───── Extract to read

WASHINGTON (Aug. 28, 2006) — The ongoing war for and against the Motor Vehicle Owners' Right to Repair Act has continued through the summer, as supporters and opponents exchanged pot shots via editorials and industry surveys.
Consumer Reports, the influential publication of the consumer watchdog group Consumers Union, recently published an editorial about the Right to Repair Act titled, “Bogus Solution to High Auto Repair Costs.”
Shortly thereafter, Opinion Re-search Corp., an independent pollster, issued the results of a survey of more than 1,000 independent auto repair shop owners, stating that they were losing more than $5.8 billion in business annually because they can't access the repair and diagnostic information they need to make vehicle repairs. This study, commissioned by the Automotive Aftermarket Industry Association (AAIA), directly contradicts the Consumers Union, AAIA said.
The Right to Repair Act passed a House subcommittee May 25 by a razor-thin, 14-13 vote. The bill would mandate criminal sanctions against auto makers that fail to provide independent auto repair shops with the same repair and diagnostic information, at a reasonable price, that they give their franchised dealers.
Most automotive aftermarket associations—including the AAIA, the Tire Industry Association and the Specialty Equipment Market Association —support the bill. But the Automotive Service Association (ASA) and major auto industry associations insist the voluntary information agreement they signed in September 2002 is adequate to solve the information problem.
The ASA-auto industry coalition has been making headway in official Washington recently. Though the Right to Repair Act still boasts more than 90 House co-sponsors, several legislators have asked since May 25 to be removed as co-sponsors. Some have made statements to the effect that the aftermarket hasn't proven that independent techs are really being hurt by the lack of a right to repair law.
The Consumer Reports editorial was the latest statement taking this approach. Using the 2004 survey performed by the Coalition for Auto Repair Equality (CARE), Consumer Reports calculated that independent shops had to turn away only 0.2 to 1.2 percent of the vehicles that came to them in 2004, compared with 15 percent in 2002. “It's not clear why CARE is dissatisfied with such significant progress,” the editorial said.
The publication also opined that the bill might force auto makers to release key codes and other secret vehicle security information, and that it might allow aftermarket tuners to recalibrate anti-pollution controls to enhance engine performance while increasing emissions.
However, the AAIA survey quantified at 1.2 million the number of consumers lost by independent shops each year because of inaccessible repair data. Of the shop owners polled, the survey added, 70 percent said they had no confidence that auto makers will always provide them with repair information unless forced to do so.

──────────
───── Information shown

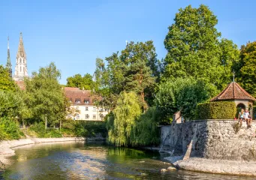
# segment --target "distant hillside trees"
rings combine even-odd
[[[256,97],[256,41],[241,47],[240,59],[236,64],[236,81]]]
[[[80,74],[75,74],[73,76],[68,77],[66,86],[77,87],[85,90],[92,90],[92,76],[89,74],[86,74],[83,76]]]

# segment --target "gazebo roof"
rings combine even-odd
[[[211,101],[224,100],[248,100],[255,101],[256,99],[250,95],[236,82],[232,82],[216,97],[211,99]]]

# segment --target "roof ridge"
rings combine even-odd
[[[256,100],[253,96],[248,94],[237,82],[232,82],[221,93],[212,98],[210,101],[235,99]]]

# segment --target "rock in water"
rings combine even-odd
[[[167,170],[176,170],[176,168],[173,166],[170,166],[167,168]]]
[[[161,172],[167,172],[167,170],[166,170],[166,169],[161,169]]]

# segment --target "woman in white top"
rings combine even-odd
[[[245,110],[242,109],[241,112],[239,112],[239,119],[240,122],[240,126],[242,126],[242,121],[245,119],[244,116],[243,116],[244,112],[245,112]]]
[[[245,112],[244,112],[243,115],[244,115],[243,116],[245,117],[245,121],[247,122],[248,127],[250,128],[251,127],[251,118],[250,117],[250,113],[249,113],[249,111],[248,110],[248,109],[245,110]]]

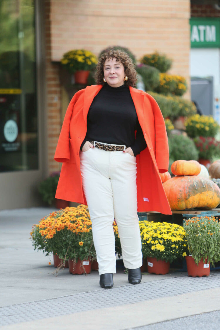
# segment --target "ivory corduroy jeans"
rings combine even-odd
[[[91,148],[80,154],[82,185],[92,222],[100,275],[116,272],[114,217],[125,267],[142,264],[137,215],[136,157]]]

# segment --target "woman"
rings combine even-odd
[[[54,156],[64,163],[56,197],[88,205],[100,284],[108,288],[116,273],[114,217],[128,280],[136,284],[142,260],[137,210],[172,214],[159,176],[168,170],[169,150],[160,110],[133,88],[136,72],[126,53],[103,54],[96,79],[67,109]]]

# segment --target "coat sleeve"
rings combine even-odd
[[[169,146],[164,117],[159,106],[154,98],[148,94],[154,117],[156,160],[160,173],[164,173],[169,167]]]
[[[75,94],[69,104],[63,120],[61,131],[56,146],[54,159],[57,162],[64,163],[70,159],[69,142],[69,126],[74,105],[79,96],[85,90],[81,89]]]

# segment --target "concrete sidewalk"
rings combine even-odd
[[[218,329],[218,270],[194,278],[146,274],[132,285],[119,268],[109,290],[100,286],[97,271],[73,275],[66,269],[56,276],[52,258],[34,251],[28,239],[32,225],[53,211],[0,211],[0,328],[202,330],[207,319],[209,328]]]

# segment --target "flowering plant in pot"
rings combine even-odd
[[[182,258],[186,253],[186,240],[183,227],[175,223],[146,220],[140,221],[139,226],[142,253],[147,258],[148,272],[167,274],[170,263]],[[164,267],[161,272],[154,269],[159,260]]]
[[[62,262],[60,267],[69,258],[76,263],[79,259],[95,257],[91,229],[87,207],[80,205],[50,214],[34,225],[31,235],[35,248],[46,255],[52,252],[54,259],[57,256]]]
[[[199,161],[201,163],[203,163],[202,159],[207,159],[209,161],[210,164],[214,157],[220,156],[220,143],[214,138],[198,136],[195,138],[194,140],[199,151]]]
[[[97,62],[94,54],[84,49],[70,50],[63,54],[61,60],[63,67],[75,74],[75,82],[79,83],[86,83],[90,71],[95,68]]]
[[[191,138],[214,137],[219,129],[219,125],[211,116],[200,116],[198,114],[189,117],[185,125],[187,135]]]
[[[204,265],[220,260],[220,223],[214,216],[194,217],[185,220],[183,227],[188,249],[187,263],[193,259],[195,270],[188,269],[187,264],[189,276],[208,275],[210,267]]]

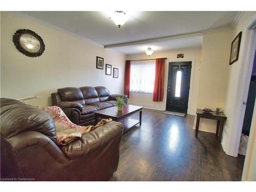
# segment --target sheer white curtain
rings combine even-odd
[[[131,92],[153,93],[156,75],[156,59],[131,61]]]

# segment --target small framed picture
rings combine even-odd
[[[240,49],[241,38],[242,37],[242,31],[236,37],[231,44],[230,58],[229,58],[229,65],[232,65],[238,60],[239,55],[239,49]]]
[[[111,65],[106,64],[106,75],[111,75],[112,71],[112,66]]]
[[[113,77],[114,78],[118,78],[118,69],[113,68]]]
[[[102,57],[96,57],[96,68],[103,69],[104,59]]]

──────────

• Exercises:
1. Name the associations that the article on the Right to Repair Act says support the bill.
2. Extend the article on the Right to Repair Act, starting after its last sentence.
The dataset entries have no role in what is asked here.

• Outputs in order:
1.
- Automotive Aftermarket Industry Association (AAIA)
- Tire Industry Association
- Specialty Equipment Market Association

2.
“This comprehensive look at the repair issue further shows that while car companies claim the problem is solved, the reality does not support their assertions,” said Kathleen Schmatz, AAIA president and CEO, in a press release about the survey.
A recent study by the National Federation of Independent Business (NFIB) said as much, noting that the lack of access to auto makers' repair and diagnostic information is hurting independent garages and their customers more than most people realize.
Of the independent auto technicians surveyed by the NFIB, a major supporter of the Right to Repair Act, 78 percent said they had to turn away business or refer customers to an auto dealer because of a lack of repair information. Even worse, 44 percent said they had to pay a dealer technician under the table to gain access to repair information, according to the survey.
Regarding the dueling documents, Sandy Bass-Cors, CARE executive director, said her organization hasn't seen any progress at all in obtaining repair information for independent garages. When independent technicians contact the Web site of the National Automotive Service Task Force (NASTF)—which oversees the operation of the ASA-auto industry agreement—and try to access the auto makers' informational Web sites, they never obtain as much information as the auto dealers, she claimed.
“What happens is that auto aftermarket technicians have to backdoor the information they need through friends who work for dealers,” Ms. Bass-Cors said. “It's a real bait-and-switch.”
But John Cabaniss, a member of the NASTF board, said the CARE position was completely inaccurate. “Dealers may have functions online like being able to file warranty claims, which independents wouldn't need,” he said. “But all the repair documents and tools are exactly the same for dealers and independents alike.”